In the blog excerpt below, who sent the writer the Hendrix Signature Licks sheet music?

:: PROVIDED TEXT ::

And sitting here in waking reality I know why the dream bothered me so much: know-it-alls really irritate me, and while I respect kids who want good grades, sometimes I simply lose patience with sharp kids justifying every one of their wrong answers. The fact is, sometimes the A+ students are wrong and/or don’t perform up to their own standards. I wish I could advise them how to deal with this but I struggle with it myself. 

I’m heading into school here in an hour or so to take a whack at some yearbook stuff. We won’t get everything done today but will hopefully get the final ad pages in and the last shipment sent off. Then it’s just dealing with proofs later this summer, which won’t be a big deal at all.

 To kill time I’m working out some Hendrix solos. My auntie and uncle in California sent me Hendrix Signature Licks sheet music, and finally – finally! – I’m learning how he pulled off some of the stuff he did. Jimi had remarkably large hands and I have remarkably dainty wee hands, so I can’t bend and shake the strings quite like he could… but I know how he did it, and I’m hoping to get some finger strength back over the summer. Meanwhile, I’m at least getting my brain around the notes, scales, and hand positions Jimi used and can damn near play the “Red House” intro note for note.

 I can’t wait to plug in the amp and turn it up LOUD in the new house. Sweeeeeet.  

School’s Out (for Summer)

6 Jun

Well well well. School’s out, mostly, and yours truly is in a very weird place. For three consecutive mornings I’ve woken up confused and/or feeling weird. Monday was like waking up still drunk (which I wasn’t but thanks for your concern); Tuesday I woke up with the grumbling remnants of the screaming headache I’d had all night long; this morning I woke up somewhat relieved that the horror movie starring me and a grumpy coworker was only a dream.

:::
:: EXTRACTED INFORMATION ::

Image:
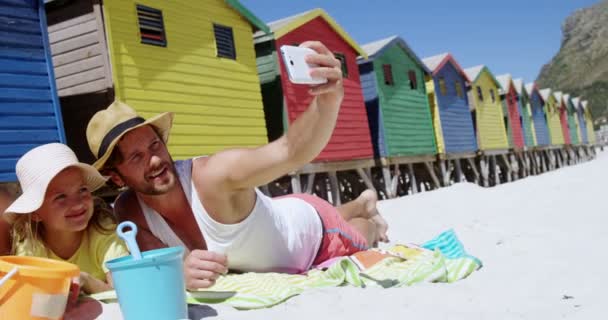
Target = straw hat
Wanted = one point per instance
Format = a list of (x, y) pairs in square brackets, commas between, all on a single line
[(39, 166), (107, 127)]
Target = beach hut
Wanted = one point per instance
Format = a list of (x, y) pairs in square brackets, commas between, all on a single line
[(525, 111), (556, 130), (194, 58), (541, 129), (29, 108), (539, 117), (589, 123), (553, 118), (484, 99), (510, 104), (397, 106), (572, 120), (580, 115), (350, 146), (454, 132), (563, 116)]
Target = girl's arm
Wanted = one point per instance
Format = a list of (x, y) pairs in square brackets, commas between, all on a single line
[(90, 284), (5, 237)]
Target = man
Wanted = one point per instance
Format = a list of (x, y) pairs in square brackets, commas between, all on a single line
[(210, 205)]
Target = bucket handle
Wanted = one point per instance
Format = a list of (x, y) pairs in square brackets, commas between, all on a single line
[(129, 238), (9, 275)]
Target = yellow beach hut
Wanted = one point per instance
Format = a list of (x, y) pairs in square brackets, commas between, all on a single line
[(194, 58)]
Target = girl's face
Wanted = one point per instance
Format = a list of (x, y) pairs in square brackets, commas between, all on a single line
[(68, 204)]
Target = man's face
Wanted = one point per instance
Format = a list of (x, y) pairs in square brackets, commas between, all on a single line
[(147, 166)]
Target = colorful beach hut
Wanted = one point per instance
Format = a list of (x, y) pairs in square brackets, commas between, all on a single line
[(446, 88), (351, 138), (539, 117), (573, 126), (510, 104), (553, 118), (29, 108), (525, 111), (194, 58), (580, 115), (350, 146), (589, 122), (395, 97), (563, 116), (487, 110)]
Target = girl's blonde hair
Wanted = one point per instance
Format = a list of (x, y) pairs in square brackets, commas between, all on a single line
[(24, 228)]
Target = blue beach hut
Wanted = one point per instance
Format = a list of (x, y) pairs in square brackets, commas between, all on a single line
[(29, 109), (451, 114)]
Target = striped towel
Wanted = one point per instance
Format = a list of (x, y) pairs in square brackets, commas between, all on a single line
[(442, 259)]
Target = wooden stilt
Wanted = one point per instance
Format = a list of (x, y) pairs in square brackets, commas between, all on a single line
[(514, 166), (474, 168), (366, 178), (335, 188), (494, 167), (444, 175), (459, 175), (412, 176), (429, 167), (310, 183), (485, 172), (296, 185), (395, 180), (386, 174)]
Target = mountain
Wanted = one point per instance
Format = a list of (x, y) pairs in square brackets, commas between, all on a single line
[(581, 65)]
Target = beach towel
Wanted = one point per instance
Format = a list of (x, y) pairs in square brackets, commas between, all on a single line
[(443, 259)]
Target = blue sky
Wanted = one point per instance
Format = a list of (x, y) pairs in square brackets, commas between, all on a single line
[(516, 36)]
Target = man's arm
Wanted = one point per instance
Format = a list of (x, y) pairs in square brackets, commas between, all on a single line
[(126, 208), (240, 169)]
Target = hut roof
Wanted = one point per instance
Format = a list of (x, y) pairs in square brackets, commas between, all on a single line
[(436, 62), (473, 74), (376, 48), (285, 25)]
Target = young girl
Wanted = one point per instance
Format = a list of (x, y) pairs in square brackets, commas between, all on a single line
[(8, 194), (56, 216)]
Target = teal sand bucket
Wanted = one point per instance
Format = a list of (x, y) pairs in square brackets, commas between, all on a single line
[(149, 285)]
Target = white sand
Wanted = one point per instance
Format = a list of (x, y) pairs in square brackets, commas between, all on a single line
[(540, 239)]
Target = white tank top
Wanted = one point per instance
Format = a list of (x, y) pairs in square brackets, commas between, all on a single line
[(279, 235)]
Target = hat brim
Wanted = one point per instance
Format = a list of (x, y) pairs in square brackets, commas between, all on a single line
[(32, 199), (162, 122)]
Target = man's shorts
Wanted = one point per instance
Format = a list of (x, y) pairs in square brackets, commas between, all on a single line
[(339, 237)]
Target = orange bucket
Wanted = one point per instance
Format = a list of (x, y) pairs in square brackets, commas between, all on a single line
[(34, 288)]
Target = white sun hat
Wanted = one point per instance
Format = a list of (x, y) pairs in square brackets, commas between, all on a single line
[(39, 166)]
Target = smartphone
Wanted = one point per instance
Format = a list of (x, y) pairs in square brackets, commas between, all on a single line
[(297, 68)]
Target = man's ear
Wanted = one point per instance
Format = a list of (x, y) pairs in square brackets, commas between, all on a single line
[(115, 178)]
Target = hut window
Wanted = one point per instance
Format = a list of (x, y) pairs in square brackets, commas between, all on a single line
[(151, 26), (442, 87), (458, 86), (224, 41), (413, 80), (479, 93), (342, 58), (388, 74)]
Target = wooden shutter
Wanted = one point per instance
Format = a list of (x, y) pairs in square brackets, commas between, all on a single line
[(479, 93), (442, 87), (388, 74), (151, 26), (224, 40), (414, 80), (342, 58)]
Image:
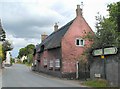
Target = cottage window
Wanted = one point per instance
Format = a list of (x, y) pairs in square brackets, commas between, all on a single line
[(79, 42), (45, 62), (51, 63), (57, 63)]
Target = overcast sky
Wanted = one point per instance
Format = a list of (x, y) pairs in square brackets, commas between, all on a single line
[(25, 20)]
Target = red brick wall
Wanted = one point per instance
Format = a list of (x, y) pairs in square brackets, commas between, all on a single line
[(70, 52), (50, 55)]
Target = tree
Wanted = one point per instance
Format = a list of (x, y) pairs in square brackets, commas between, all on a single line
[(27, 51), (108, 28)]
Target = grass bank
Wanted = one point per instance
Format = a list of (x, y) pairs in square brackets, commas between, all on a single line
[(96, 83)]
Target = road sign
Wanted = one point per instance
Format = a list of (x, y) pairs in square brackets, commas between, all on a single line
[(97, 52), (105, 51), (112, 50)]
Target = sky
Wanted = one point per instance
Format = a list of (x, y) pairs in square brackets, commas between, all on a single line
[(25, 20)]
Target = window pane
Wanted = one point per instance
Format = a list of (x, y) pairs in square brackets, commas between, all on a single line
[(77, 42), (81, 42)]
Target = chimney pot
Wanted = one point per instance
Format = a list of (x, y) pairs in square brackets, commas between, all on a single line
[(43, 36), (78, 11), (55, 27)]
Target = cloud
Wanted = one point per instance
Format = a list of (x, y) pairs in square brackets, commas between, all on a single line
[(25, 20)]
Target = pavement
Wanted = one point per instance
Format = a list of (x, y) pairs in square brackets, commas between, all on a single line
[(21, 76)]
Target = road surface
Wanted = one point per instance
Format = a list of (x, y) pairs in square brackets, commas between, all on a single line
[(20, 75)]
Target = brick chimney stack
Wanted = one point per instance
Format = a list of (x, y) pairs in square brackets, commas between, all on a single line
[(78, 11), (55, 27), (43, 36)]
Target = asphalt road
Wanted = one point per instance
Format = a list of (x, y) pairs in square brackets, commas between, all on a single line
[(20, 75)]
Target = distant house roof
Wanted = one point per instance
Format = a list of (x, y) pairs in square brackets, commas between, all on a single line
[(54, 39)]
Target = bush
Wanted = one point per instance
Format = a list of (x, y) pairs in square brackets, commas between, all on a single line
[(96, 83)]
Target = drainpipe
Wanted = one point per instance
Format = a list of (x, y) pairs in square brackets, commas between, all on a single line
[(77, 69)]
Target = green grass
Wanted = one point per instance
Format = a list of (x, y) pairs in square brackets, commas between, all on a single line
[(28, 64), (96, 83)]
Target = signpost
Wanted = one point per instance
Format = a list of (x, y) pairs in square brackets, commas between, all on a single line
[(103, 52)]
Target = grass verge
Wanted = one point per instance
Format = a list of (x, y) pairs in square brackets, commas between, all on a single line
[(96, 83)]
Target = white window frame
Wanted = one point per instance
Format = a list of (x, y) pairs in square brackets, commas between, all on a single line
[(51, 64), (45, 62), (79, 41), (57, 63)]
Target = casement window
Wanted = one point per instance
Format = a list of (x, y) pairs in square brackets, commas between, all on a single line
[(45, 62), (51, 63), (57, 63), (79, 42)]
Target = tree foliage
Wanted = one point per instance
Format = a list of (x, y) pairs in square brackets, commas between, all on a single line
[(108, 33), (27, 51)]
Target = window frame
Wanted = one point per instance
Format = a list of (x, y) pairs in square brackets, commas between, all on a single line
[(57, 63), (80, 42)]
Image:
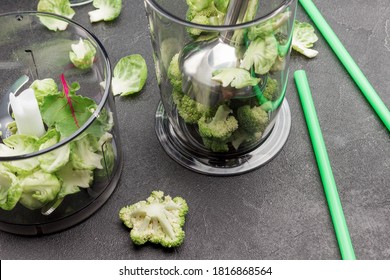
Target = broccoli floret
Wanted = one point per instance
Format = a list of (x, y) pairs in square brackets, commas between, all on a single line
[(220, 127), (215, 145), (252, 119), (271, 89), (177, 95), (159, 219), (190, 110), (174, 73)]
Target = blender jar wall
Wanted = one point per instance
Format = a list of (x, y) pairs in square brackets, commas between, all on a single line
[(172, 34), (28, 48)]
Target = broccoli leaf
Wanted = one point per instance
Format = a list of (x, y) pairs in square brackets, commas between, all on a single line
[(130, 74), (84, 153), (304, 38), (56, 112), (10, 190), (38, 189), (54, 160), (82, 54), (73, 179), (42, 88), (261, 54), (59, 7), (20, 144), (107, 10), (236, 77)]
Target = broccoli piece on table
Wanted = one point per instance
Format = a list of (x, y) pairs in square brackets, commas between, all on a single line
[(271, 89), (252, 119), (174, 73), (158, 219), (217, 130)]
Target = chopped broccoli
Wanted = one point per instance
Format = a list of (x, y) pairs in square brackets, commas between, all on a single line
[(106, 10), (216, 145), (304, 38), (252, 119), (159, 219), (174, 73), (190, 110), (271, 89), (218, 129)]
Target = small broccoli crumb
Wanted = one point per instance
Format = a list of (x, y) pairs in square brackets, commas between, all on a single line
[(158, 219)]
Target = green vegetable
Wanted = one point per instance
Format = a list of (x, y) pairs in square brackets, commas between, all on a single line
[(158, 219), (221, 5), (72, 179), (39, 188), (82, 54), (107, 10), (252, 119), (10, 190), (261, 54), (59, 7), (55, 111), (304, 38), (271, 90), (236, 77), (49, 177), (190, 110), (218, 129), (44, 87), (268, 27), (19, 144), (54, 160), (84, 153), (130, 75)]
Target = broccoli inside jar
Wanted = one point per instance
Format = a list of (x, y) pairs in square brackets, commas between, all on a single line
[(230, 123)]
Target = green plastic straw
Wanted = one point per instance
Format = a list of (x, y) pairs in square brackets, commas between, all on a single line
[(348, 62), (331, 194)]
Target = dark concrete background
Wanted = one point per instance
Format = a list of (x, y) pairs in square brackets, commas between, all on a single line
[(276, 212)]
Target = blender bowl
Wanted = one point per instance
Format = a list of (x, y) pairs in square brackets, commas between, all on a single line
[(60, 151), (222, 69)]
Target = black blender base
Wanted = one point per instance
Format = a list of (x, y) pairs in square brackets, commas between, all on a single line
[(221, 164)]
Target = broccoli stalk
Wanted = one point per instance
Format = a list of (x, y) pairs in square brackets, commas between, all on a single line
[(159, 220), (217, 131)]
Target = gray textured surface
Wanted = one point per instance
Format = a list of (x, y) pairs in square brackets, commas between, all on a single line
[(276, 212)]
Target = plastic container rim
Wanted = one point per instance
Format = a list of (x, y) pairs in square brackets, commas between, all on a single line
[(102, 101), (156, 7)]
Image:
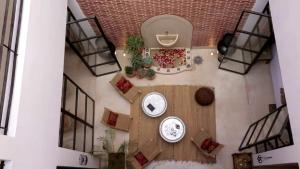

:::

EXERCISE ANSWER -
The writer's aunt and uncle in California.